**Exercise instructions**
A) In the scRNA-seq clustering thread, what example range of clustering resolutions does the answer mention?
B) Please pick up the scRNA-seq clustering thread after its final sentence and continue writing it.

**Page extract**
****************************************
Question

Clustering resolution for scRNA-seq

1

Entering edit mode

3.8 years ago

i.am.filippov ▴ 10

This is an open-ended question, but maybe you could share your heuristics. What's your approach when clustering and annotating clusters in scRNA-seq data? Do you prefer to start with a low number of clusters(e.g. CD4, CD8, monocytes) and then re-cluster or look for low-level cell types from the get-go(e.g. Treg, Th, etc)? I've seen both approaches in the literature. Are there any pros and cons?

clustering single-cell • 5.3k views

ADD COMMENT • link updated 3.8 years ago by firestar ★ 1.7k • written 3.8 years ago by i.am.filippov ▴ 10

score 8 · Answer 1 · 2021-09-14

I think this is pretty subjective and data dependent. I can share my strategy for data where very little prior biological knowledge is available. I run clusters for a range of resolutions, say for example a range from 0.01 to 1. The range depends on the expected number of cell types in the dataset and visual complexity I see on the UMAP. Then plot resolution and number of clusters (k) to get a rough idea of cluster stability. I don't take this too seriously as it's probably not very reliable, but it gives some sense.

enter image description here

Then I take the mean or median resolution for each k and plot UMAPS, so I can visually see how clusters split and change.

enter image description here

The I run clustree to visualise how clusters split over k. Which clusters go into which clusters and how they change. This is a really useful diagnostic.
****************************************
**Stored items**
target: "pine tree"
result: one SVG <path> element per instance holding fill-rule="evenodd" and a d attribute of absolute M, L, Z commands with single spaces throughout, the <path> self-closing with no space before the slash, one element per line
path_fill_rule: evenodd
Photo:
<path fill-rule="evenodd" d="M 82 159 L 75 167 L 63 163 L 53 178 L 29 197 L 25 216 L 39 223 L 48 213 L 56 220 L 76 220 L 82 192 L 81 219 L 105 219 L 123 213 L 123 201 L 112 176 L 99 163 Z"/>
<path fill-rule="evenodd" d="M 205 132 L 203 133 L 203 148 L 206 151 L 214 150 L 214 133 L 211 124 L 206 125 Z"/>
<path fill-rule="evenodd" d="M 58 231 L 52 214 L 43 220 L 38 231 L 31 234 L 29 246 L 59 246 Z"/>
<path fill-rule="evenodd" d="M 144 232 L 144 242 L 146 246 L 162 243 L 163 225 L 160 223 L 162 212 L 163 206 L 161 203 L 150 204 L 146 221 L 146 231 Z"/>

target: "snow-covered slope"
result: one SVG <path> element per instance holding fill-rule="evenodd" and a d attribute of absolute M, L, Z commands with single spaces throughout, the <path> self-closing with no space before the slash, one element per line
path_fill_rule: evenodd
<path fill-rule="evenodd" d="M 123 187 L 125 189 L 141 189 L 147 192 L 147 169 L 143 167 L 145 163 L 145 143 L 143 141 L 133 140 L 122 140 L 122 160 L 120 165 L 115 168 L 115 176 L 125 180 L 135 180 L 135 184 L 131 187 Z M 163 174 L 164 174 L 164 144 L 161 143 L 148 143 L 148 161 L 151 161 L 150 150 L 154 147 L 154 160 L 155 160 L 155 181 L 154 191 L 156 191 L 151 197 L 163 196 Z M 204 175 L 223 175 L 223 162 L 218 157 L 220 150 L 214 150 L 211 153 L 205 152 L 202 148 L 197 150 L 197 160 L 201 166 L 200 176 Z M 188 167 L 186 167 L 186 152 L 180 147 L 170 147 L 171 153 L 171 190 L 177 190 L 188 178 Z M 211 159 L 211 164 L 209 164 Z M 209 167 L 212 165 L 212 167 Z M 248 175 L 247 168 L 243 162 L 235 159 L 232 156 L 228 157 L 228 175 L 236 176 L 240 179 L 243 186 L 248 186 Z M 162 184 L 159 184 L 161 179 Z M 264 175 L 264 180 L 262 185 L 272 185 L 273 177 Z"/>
****************************************
**Responses to the exercise**
A) From 0.01 to 1.

B)
enter image description here

And then probably the most important thing is if the clusters make biological sense. So, I create heatmaps/dotplots of top genes for each k.

enter image description here

And lastly featureplot (gene expression on UMAP), violin plots etc of known marker genes grouped by clusters at various k is very useful. If your dataset is composed of well studied tissues (blood etc) with well known markers, then this is all you probably need.

So far, this is only "tuning" the resolution parameter. One could tinker with the number of neighbours used to build the neighbourhood graph and this dramatically changes everything because the graph itself has changed and not just the number of clusters emerging from one graph. And then you tinker with more parameters for a few more weeks and you start to wonder if anything is reliable or stable. It's easy to get lost if there is no strong biology to guide your decision making.